### Instructions to follow
Retype the material word for word.

Part of a data file
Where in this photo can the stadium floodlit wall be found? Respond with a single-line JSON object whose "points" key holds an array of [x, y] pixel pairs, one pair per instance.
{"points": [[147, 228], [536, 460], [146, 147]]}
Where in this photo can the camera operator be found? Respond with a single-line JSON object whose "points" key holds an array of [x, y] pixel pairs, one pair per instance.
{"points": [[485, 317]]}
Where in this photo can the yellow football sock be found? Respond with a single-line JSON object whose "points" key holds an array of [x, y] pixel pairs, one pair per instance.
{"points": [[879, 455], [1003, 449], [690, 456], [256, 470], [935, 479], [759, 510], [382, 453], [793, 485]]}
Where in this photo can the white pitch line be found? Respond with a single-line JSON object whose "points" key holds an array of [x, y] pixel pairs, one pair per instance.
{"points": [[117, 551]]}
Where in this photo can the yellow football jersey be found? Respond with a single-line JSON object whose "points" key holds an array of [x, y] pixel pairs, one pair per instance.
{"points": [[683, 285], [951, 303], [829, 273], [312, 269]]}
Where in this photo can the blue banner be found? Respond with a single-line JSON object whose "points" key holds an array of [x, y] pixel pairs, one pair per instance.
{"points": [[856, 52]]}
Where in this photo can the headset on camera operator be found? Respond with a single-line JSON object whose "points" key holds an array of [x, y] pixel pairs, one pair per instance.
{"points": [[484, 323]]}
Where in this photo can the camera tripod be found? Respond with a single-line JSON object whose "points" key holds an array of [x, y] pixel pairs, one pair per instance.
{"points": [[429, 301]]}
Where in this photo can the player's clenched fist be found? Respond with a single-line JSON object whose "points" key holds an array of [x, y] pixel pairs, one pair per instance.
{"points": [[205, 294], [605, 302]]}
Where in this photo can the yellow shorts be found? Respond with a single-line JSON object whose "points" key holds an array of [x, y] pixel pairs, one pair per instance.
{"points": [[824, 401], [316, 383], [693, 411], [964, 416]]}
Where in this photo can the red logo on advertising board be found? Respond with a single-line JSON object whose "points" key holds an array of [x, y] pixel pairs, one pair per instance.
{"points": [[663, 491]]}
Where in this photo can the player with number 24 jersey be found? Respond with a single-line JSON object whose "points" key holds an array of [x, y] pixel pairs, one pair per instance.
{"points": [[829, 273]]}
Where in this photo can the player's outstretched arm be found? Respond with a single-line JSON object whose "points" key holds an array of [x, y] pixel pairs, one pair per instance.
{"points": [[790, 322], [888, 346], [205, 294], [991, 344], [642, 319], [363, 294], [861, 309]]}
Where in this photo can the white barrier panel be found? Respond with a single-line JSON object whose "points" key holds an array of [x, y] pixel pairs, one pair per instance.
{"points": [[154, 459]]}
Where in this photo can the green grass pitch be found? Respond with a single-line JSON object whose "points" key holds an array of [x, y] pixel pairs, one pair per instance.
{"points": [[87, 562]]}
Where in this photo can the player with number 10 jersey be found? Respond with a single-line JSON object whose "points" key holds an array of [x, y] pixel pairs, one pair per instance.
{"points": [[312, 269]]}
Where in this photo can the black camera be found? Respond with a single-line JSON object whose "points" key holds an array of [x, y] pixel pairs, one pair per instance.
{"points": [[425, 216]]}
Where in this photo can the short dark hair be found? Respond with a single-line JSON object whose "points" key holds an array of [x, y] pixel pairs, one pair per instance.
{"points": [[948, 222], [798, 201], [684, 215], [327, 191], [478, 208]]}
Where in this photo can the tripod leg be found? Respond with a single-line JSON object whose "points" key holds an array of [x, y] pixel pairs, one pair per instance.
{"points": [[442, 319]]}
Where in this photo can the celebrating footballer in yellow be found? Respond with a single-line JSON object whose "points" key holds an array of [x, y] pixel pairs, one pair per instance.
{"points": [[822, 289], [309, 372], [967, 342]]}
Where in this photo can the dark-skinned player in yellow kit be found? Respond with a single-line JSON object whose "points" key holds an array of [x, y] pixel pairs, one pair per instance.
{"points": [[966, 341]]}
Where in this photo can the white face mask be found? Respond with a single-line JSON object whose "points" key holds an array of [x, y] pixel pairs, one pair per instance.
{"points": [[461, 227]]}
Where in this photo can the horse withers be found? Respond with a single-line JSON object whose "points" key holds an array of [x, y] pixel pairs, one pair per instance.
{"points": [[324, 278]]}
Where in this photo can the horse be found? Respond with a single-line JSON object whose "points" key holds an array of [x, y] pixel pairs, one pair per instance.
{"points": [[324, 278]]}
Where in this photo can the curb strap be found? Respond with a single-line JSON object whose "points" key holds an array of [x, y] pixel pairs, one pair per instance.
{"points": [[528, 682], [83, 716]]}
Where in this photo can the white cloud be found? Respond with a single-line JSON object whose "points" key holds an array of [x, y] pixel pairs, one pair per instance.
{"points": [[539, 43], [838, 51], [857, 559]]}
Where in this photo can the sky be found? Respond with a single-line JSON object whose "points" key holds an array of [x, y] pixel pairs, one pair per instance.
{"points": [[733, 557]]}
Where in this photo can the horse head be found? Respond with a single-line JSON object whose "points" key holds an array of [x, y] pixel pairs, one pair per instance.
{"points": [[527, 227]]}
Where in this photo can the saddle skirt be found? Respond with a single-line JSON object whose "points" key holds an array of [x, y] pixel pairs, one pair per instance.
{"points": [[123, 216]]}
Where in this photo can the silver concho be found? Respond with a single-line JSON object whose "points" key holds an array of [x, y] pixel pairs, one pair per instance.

### Solution to this exercise
Where in this photo can the stadium floodlit wall be found? Respond with a single-line JSON object whose "points" key holds an array of [x, y] pixel pairs, one pair per instance.
{"points": [[147, 228], [536, 460], [146, 147]]}
Where in this photo can the camera operator be found? Respond with a single-line JSON object whose "points" key holds an array of [x, y] pixel pairs, one pair per instance.
{"points": [[485, 317]]}
Where in this photo can the yellow football sock be found? Respond with a single-line JSON object whose "points" key holds an array of [x, y] pixel pairs, one pair per instance.
{"points": [[879, 455], [1003, 449], [690, 456], [256, 470], [935, 479], [759, 510], [382, 453], [793, 485]]}
Where in this photo can the white pitch line be found? Respond with a single-line JSON object whose "points" key holds an array of [x, y] pixel pairs, one pair per instance.
{"points": [[117, 551]]}
Where in this photo can the yellow football jersey be found? Respond with a single-line JSON object whose "points" key holds an array of [x, y] pixel pairs, one pair per instance.
{"points": [[683, 285], [951, 303], [829, 273], [312, 269]]}
Where in this photo can the blue banner be found? Respond with a single-line JSON object whose "points" key holds an array of [x, y] pixel pairs, one pair per instance.
{"points": [[856, 52]]}
Where in this photo can the headset on camera operator be found? Respond with a single-line JSON object whose "points" key holds an array of [x, y] pixel pairs, one pair per instance.
{"points": [[484, 323]]}
Where in this photo can the camera tripod be found? Respond with a single-line JSON object whose "points" key holds an array of [x, y] pixel pairs, one pair per instance.
{"points": [[429, 301]]}
Where in this photo can the player's clenched fist be found? Respond with a single-line JSON object whose "points" key holds an array of [x, y] pixel pairs, one pair per instance.
{"points": [[205, 294], [605, 302]]}
Where in this photo can the yellow shorts be found? Respond with a single-line JSON object whose "points" key holds an array of [x, y] pixel pairs, one pair per instance.
{"points": [[824, 401], [316, 383], [693, 411], [964, 416]]}
Where in this photo can the red logo on advertising board be found? Respond with a single-line JSON object whose "points" key holds an array of [x, y] pixel pairs, one pair per instance.
{"points": [[663, 491]]}
Where in this photo can the player with number 24 jersey be found? Respond with a single-line JSON object whose "points" key holds an array of [x, y] pixel pairs, one pair per instance.
{"points": [[829, 273]]}
Where in this photo can the player's outstretched arm be found? Respond with a single-line JSON object whose "points" key holds an array of [x, y] pixel pairs, one pair per instance.
{"points": [[790, 322], [888, 346], [205, 294], [991, 344], [642, 319], [363, 294], [861, 309]]}
Where in this photo can the white barrier panel be found? Respond with a single-line JSON object whose "points" key holds an array of [x, y] pixel pairs, one pair per instance.
{"points": [[154, 459]]}
Where in this photo can the green grass pitch be found? Respond with a single-line JSON object whose "points" key holds an array of [x, y] pixel pairs, one pair per instance.
{"points": [[87, 562]]}
Where in this photo can the player with number 10 jersey be found? Respond with a single-line JSON object whose "points" key holds an array of [x, y] pixel pairs, one pair per instance.
{"points": [[312, 269]]}
Where in this photo can the black camera be found? Respond with a single-line JSON object whose "points" key holds an array of [x, y] pixel pairs, one pair per instance.
{"points": [[425, 216]]}
Where in this photo can the short dark hair be found? Respond with a single-line JSON object whose "points" key holds an array of [x, y] pixel pairs, one pair per instance.
{"points": [[948, 222], [798, 201], [684, 215], [327, 191], [478, 208]]}
Where in this photo can the tripod leg be found? Respond with a single-line JSON object whose "points" key holds an array of [x, y] pixel pairs, one pair per instance.
{"points": [[442, 319]]}
Where in this photo can the celebrating footballer in yellow be found? Respond with a single-line JSON object whose "points" key holds an array of [x, y] pixel pairs, one pair per instance.
{"points": [[822, 289], [309, 372], [967, 342]]}
Where in this photo can the dark-skinned player in yellow kit be found? Respond with a single-line JSON object whose "points" key holds an array of [x, y] pixel pairs, one pair per instance.
{"points": [[966, 341]]}
Where in this photo can the white face mask be found? Respond with a single-line JSON object whose "points" key holds an array of [x, y] pixel pairs, one pair per instance.
{"points": [[461, 227]]}
Where in this photo can the horse withers be found? Respond with a single-line JSON object whose "points" key holds an array of [x, y] pixel pairs, one pair per instance.
{"points": [[324, 278]]}
Where in this photo can the horse be found? Respond with a single-line JSON object whose "points" key holds an array of [x, y] pixel pairs, one pair per instance.
{"points": [[324, 278]]}
Where in this photo can the curb strap be found? Respond with a single-line JSON object whose "points" key holds an array of [x, y] pixel pairs, one pair per instance.
{"points": [[528, 682], [83, 716]]}
Where in this photo can the white cloud be found? Respond with a single-line JSON object whose "points" key holds an array of [x, y] pixel pairs, one pair per instance.
{"points": [[539, 43], [838, 51], [857, 559]]}
Where in this photo can the sky be found? Respond with a single-line JSON object whose "points" key holds an array of [x, y] pixel pairs, one pair per instance.
{"points": [[733, 557]]}
Where in this photo can the horse head be found? Respond with a single-line JSON object whose "points" key holds an array of [x, y] pixel pairs, one pair per instance.
{"points": [[527, 227]]}
Where in this photo can the saddle skirt be found? Respond with a single-line JSON object whose "points" key holds an array of [x, y] pixel pairs, one pair per instance.
{"points": [[123, 216]]}
Where in this photo can the silver concho be found? Respond with a single-line JSON object whose "points" key holds an array of [x, y] pixel pairs, one pair per instance.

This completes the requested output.